#### [Data]

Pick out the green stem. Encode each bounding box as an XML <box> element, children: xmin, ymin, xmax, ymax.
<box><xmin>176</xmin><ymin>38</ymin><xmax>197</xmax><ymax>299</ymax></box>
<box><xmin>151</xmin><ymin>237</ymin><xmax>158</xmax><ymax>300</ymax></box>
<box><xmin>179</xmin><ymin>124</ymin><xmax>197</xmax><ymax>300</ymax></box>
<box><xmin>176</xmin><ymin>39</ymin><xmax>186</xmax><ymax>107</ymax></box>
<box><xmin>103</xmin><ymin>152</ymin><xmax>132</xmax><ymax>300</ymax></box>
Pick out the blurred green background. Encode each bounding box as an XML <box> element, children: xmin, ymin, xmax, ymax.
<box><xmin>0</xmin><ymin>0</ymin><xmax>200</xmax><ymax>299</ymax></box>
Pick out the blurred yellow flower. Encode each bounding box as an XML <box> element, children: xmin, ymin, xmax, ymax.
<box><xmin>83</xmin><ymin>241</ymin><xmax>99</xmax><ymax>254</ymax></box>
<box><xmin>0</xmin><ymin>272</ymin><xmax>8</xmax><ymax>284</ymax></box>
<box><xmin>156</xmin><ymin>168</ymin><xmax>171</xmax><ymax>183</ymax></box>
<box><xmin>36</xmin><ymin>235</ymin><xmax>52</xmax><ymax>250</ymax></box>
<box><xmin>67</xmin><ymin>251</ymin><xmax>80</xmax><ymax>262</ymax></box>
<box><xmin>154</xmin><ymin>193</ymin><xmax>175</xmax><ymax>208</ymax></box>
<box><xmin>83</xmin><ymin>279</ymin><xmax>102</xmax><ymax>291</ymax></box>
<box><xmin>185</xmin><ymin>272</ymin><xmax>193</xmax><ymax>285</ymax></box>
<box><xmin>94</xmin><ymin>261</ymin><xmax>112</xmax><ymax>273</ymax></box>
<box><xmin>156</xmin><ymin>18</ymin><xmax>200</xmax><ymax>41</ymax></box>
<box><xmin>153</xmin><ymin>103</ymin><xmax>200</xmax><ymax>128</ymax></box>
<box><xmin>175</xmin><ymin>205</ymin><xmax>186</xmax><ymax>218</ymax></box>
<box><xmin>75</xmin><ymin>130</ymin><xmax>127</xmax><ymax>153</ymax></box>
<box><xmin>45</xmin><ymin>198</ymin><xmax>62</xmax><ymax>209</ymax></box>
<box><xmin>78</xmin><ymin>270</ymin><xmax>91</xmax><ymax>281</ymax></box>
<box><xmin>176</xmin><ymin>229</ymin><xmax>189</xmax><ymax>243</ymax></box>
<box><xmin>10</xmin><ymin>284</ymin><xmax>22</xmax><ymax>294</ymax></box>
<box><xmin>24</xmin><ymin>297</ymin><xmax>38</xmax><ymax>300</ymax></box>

#### [Problem to work on]
Go through the listing and copy all of it exactly.

#### [Solution for this task]
Pick out the green stem. Encode each bounding box as an XML <box> element, children: xmin, ymin, xmax, ymax.
<box><xmin>176</xmin><ymin>38</ymin><xmax>197</xmax><ymax>299</ymax></box>
<box><xmin>151</xmin><ymin>237</ymin><xmax>158</xmax><ymax>300</ymax></box>
<box><xmin>179</xmin><ymin>124</ymin><xmax>197</xmax><ymax>300</ymax></box>
<box><xmin>176</xmin><ymin>39</ymin><xmax>186</xmax><ymax>107</ymax></box>
<box><xmin>103</xmin><ymin>152</ymin><xmax>132</xmax><ymax>300</ymax></box>
Pick out the blurred green background. Encode each bounding box as an XML <box> element, children: xmin, ymin, xmax, ymax.
<box><xmin>0</xmin><ymin>0</ymin><xmax>200</xmax><ymax>299</ymax></box>
Pick out the blurred yellow flower. Encode each bounding box as an XML <box> element, children: xmin, ymin, xmax, ymax.
<box><xmin>83</xmin><ymin>241</ymin><xmax>99</xmax><ymax>254</ymax></box>
<box><xmin>0</xmin><ymin>272</ymin><xmax>8</xmax><ymax>284</ymax></box>
<box><xmin>156</xmin><ymin>168</ymin><xmax>171</xmax><ymax>183</ymax></box>
<box><xmin>36</xmin><ymin>235</ymin><xmax>52</xmax><ymax>250</ymax></box>
<box><xmin>67</xmin><ymin>251</ymin><xmax>80</xmax><ymax>262</ymax></box>
<box><xmin>154</xmin><ymin>193</ymin><xmax>175</xmax><ymax>208</ymax></box>
<box><xmin>83</xmin><ymin>279</ymin><xmax>102</xmax><ymax>291</ymax></box>
<box><xmin>185</xmin><ymin>272</ymin><xmax>193</xmax><ymax>285</ymax></box>
<box><xmin>94</xmin><ymin>261</ymin><xmax>112</xmax><ymax>273</ymax></box>
<box><xmin>156</xmin><ymin>18</ymin><xmax>200</xmax><ymax>41</ymax></box>
<box><xmin>153</xmin><ymin>103</ymin><xmax>200</xmax><ymax>128</ymax></box>
<box><xmin>175</xmin><ymin>205</ymin><xmax>186</xmax><ymax>218</ymax></box>
<box><xmin>75</xmin><ymin>130</ymin><xmax>127</xmax><ymax>153</ymax></box>
<box><xmin>45</xmin><ymin>198</ymin><xmax>62</xmax><ymax>209</ymax></box>
<box><xmin>78</xmin><ymin>270</ymin><xmax>91</xmax><ymax>281</ymax></box>
<box><xmin>176</xmin><ymin>229</ymin><xmax>189</xmax><ymax>243</ymax></box>
<box><xmin>10</xmin><ymin>284</ymin><xmax>22</xmax><ymax>294</ymax></box>
<box><xmin>24</xmin><ymin>297</ymin><xmax>38</xmax><ymax>300</ymax></box>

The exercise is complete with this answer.